■ DESCRIPTION OF THE TASK
Copy the material below line for line, changing nothing.

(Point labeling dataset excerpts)
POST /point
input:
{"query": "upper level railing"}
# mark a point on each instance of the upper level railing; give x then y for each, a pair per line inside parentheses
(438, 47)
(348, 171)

■ RESPONSE FOR THIS EXERCISE
POST /point
input:
{"query": "upper level railing"}
# mark a point on each instance of the upper level railing; give x then y for each, a pair per line inside parentheses
(438, 47)
(348, 171)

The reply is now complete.